Written exercise a -> Rewrite the paragraph of the Mateus Rosé article that begins "Consigned to the same dread bin" more briefly, keeping its main facts.

Text provided ->
- - - -
Not so long ago, it would have been hard to conceive of a more hopeless marketing prospect than Mateus Rosé. One of the first brands to please the innocent palates of Britain's neophyte wine-drinkers way back when, like so many precocious successes, it peaked too soon.
Consigned to the same dread bin as Hirondelle and Blue Nun before being routed by Chardonnay, it suffered the ultimate insult of being labelled "naff". Worse - if worse was possible - came shortly before the Iraq war, when it was revealed as Saddam's favourite tipple. At least we could be sure that it was not to loot the wine cellars of those infamous palaces that we went to war.
Like most things that go prematurely out of fashion and assume an air of villainy, though, Mateus Rosé is back. Along with Branston Pickle and porridge, this Portuguese rosé is so last century that it is storming back into fashion.
The generation of sophisticates that associated those flask-shaped bottles with parental birthday dinners or Saturday-night steak and chips at the Berni Inn has rediscovered the pink wine in its true habitat, the Mediterranean. Caressed by the sunshine and lulled by sea breezes, we have dared to say the unsayable when asked: "rouge, blanc ou rosé?"
And we have found that, in the right surroundings and suitably chilled, rosé is really not bad - in fact, not bad at all. So we started bringing it back home, only to find it on our supermarket shelves, imported from France, Italy, Spain and Portugal.
Welcome back, Mateus Rosé, all is forgiven!
- - - -
Written exercise b -> Gather every line in the rows below that contains the string "facade".

Exercise inputs ->
- - - -
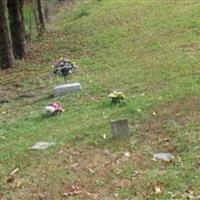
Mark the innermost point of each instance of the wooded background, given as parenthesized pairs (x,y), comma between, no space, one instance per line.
(16,30)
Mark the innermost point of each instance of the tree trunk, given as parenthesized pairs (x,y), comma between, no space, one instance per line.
(17,28)
(6,54)
(41,15)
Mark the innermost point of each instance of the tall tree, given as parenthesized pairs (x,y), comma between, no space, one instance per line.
(6,54)
(17,28)
(41,15)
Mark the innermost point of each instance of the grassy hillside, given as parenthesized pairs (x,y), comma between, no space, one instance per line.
(150,50)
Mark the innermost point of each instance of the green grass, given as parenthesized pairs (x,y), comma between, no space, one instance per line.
(150,50)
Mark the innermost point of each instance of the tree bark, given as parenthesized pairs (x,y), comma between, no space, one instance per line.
(6,54)
(17,28)
(41,15)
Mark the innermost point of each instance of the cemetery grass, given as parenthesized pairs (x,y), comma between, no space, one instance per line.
(150,50)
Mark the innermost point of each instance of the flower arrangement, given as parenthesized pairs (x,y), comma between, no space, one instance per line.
(64,67)
(117,97)
(54,108)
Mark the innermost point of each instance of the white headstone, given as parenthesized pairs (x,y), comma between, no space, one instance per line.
(120,128)
(61,90)
(42,145)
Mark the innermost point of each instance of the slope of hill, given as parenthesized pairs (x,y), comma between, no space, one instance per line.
(150,50)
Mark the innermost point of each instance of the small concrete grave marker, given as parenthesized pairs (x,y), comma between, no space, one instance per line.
(42,145)
(163,156)
(120,128)
(61,90)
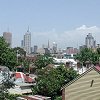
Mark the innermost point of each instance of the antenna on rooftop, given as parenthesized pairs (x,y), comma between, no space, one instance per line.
(28,29)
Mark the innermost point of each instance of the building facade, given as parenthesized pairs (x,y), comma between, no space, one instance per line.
(27,42)
(8,38)
(84,87)
(89,41)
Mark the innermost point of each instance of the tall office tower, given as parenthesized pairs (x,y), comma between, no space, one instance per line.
(54,47)
(35,48)
(8,38)
(89,41)
(27,42)
(22,44)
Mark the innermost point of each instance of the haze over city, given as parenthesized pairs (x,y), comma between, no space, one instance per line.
(65,22)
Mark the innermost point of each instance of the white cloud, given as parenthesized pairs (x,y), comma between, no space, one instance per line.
(75,37)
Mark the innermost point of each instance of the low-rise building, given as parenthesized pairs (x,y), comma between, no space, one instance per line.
(84,87)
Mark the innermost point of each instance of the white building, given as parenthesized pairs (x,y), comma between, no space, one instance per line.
(8,38)
(89,41)
(27,42)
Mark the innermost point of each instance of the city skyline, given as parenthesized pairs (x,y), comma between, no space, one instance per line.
(64,22)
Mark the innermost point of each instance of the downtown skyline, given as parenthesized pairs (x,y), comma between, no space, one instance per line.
(65,22)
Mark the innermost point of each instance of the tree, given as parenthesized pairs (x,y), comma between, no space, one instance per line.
(5,84)
(42,61)
(50,80)
(87,55)
(7,56)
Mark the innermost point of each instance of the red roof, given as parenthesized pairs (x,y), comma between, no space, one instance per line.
(22,75)
(98,68)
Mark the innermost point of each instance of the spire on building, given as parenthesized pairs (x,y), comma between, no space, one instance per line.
(28,29)
(48,44)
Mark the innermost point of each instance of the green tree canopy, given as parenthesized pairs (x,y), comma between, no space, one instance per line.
(42,61)
(7,56)
(89,55)
(50,80)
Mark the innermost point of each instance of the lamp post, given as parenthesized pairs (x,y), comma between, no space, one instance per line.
(17,56)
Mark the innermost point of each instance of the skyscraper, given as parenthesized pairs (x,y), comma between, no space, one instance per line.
(27,42)
(89,41)
(8,38)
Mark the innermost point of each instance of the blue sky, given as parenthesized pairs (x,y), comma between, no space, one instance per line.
(49,19)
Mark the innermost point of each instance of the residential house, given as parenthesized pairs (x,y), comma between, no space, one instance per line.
(84,87)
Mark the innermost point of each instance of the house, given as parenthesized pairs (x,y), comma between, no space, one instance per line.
(84,87)
(34,97)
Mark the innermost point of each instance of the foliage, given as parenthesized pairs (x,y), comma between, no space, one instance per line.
(5,84)
(7,56)
(50,80)
(58,98)
(89,55)
(20,51)
(42,61)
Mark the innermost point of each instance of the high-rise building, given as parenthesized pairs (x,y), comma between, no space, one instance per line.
(35,48)
(8,38)
(27,42)
(54,48)
(89,41)
(22,44)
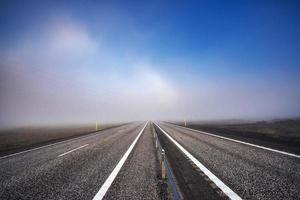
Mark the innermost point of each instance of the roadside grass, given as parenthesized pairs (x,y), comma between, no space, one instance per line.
(16,139)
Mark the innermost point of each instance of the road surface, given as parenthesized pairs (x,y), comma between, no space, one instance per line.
(251,172)
(122,163)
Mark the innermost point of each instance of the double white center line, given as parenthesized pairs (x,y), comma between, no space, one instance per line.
(73,150)
(101,193)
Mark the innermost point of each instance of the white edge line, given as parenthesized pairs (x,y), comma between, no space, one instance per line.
(73,150)
(231,194)
(241,142)
(48,145)
(101,193)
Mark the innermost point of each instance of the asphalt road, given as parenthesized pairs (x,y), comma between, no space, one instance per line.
(73,169)
(80,168)
(251,172)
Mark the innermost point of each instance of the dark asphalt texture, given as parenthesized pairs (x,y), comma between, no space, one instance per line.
(41,174)
(138,178)
(251,172)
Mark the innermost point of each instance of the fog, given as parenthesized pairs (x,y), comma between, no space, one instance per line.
(63,74)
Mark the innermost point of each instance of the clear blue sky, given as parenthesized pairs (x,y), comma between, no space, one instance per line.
(222,59)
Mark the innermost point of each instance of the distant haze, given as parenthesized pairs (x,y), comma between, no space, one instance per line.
(85,62)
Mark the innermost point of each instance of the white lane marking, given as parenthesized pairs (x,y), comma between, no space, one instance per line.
(241,142)
(73,150)
(48,145)
(101,193)
(231,194)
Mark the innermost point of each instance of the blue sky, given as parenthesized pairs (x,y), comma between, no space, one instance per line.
(79,61)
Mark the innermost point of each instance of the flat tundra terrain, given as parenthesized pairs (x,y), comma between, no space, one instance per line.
(147,160)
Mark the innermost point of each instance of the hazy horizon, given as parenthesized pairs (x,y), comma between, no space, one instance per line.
(83,62)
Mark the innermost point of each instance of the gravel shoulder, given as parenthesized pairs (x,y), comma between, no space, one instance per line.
(251,172)
(41,174)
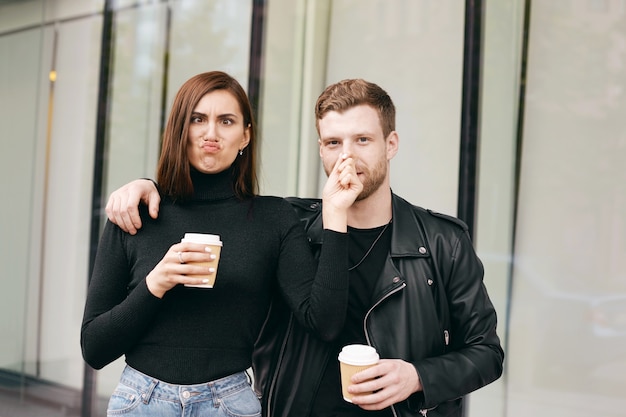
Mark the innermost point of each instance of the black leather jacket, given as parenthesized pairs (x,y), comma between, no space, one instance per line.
(431,309)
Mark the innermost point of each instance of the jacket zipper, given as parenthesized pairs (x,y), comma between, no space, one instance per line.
(367,336)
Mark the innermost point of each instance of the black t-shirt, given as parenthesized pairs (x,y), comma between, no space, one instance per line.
(368,249)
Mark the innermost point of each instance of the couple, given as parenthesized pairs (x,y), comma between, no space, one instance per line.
(414,283)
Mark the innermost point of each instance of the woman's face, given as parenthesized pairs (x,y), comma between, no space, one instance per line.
(216,132)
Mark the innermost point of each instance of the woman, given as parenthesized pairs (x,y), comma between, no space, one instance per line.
(188,348)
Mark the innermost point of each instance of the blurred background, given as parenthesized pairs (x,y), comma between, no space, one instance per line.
(510,115)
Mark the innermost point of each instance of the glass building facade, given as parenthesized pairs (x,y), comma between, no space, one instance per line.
(510,115)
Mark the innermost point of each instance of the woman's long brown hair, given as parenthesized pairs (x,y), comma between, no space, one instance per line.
(173,170)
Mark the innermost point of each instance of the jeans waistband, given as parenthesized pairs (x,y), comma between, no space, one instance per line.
(151,387)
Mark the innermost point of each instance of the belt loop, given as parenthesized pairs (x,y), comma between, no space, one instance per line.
(145,396)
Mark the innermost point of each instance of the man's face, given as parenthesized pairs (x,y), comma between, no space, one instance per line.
(357,132)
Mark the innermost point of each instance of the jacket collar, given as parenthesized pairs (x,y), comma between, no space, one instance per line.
(407,236)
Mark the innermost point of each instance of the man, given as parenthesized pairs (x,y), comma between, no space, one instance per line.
(416,290)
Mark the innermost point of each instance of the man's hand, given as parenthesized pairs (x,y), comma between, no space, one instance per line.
(392,380)
(122,206)
(340,192)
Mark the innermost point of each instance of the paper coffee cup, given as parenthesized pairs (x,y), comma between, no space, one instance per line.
(216,248)
(353,359)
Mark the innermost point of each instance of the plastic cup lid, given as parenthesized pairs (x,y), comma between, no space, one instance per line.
(358,355)
(205,238)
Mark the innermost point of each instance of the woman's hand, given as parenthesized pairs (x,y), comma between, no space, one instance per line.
(180,266)
(122,205)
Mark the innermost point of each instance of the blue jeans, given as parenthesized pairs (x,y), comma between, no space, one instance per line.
(138,395)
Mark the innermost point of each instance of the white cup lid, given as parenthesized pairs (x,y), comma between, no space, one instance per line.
(358,355)
(205,238)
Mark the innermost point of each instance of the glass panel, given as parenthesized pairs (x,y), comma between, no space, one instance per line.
(207,36)
(502,45)
(19,162)
(567,352)
(414,50)
(68,203)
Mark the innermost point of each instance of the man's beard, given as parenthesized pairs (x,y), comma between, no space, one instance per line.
(374,178)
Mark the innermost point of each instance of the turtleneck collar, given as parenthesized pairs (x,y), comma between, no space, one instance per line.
(212,186)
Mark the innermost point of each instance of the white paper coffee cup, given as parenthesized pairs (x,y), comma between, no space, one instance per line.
(216,248)
(353,359)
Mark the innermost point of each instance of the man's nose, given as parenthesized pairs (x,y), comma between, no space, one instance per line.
(347,149)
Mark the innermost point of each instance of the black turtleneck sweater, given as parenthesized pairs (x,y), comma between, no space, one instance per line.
(195,335)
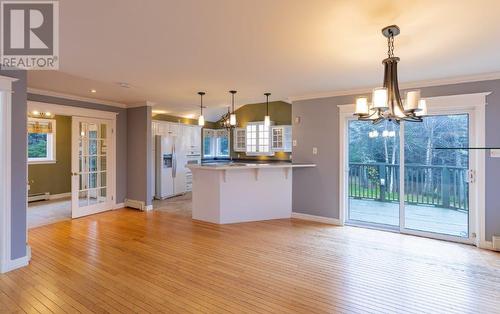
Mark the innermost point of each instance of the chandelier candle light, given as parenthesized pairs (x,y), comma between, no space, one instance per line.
(386,101)
(232,117)
(267,118)
(201,119)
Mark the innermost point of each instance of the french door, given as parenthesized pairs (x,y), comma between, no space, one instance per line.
(91,166)
(414,178)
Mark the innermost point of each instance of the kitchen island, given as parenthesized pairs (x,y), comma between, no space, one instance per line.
(242,192)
- - - -
Exercise result a -> Mateus Rosé was lumped in with Hirondelle and Blue Nun, then routed by Chardonnay, and dismissed as "naff." Worse, shortly before the Iraq war it was revealed to be Saddam's favorite drink, though we could at least be sure the war was not fought to loot his palaces' wine cellars.

Exercise result b ->
Mark the innermost point of each instance of the building facade, given as parenthesized pairs (x,y), comma between, no space, one instance per line.
Mark the innermost point of each instance of the glass building facade, given as parenthesized pairs (x,y), comma between, no space, one instance per line.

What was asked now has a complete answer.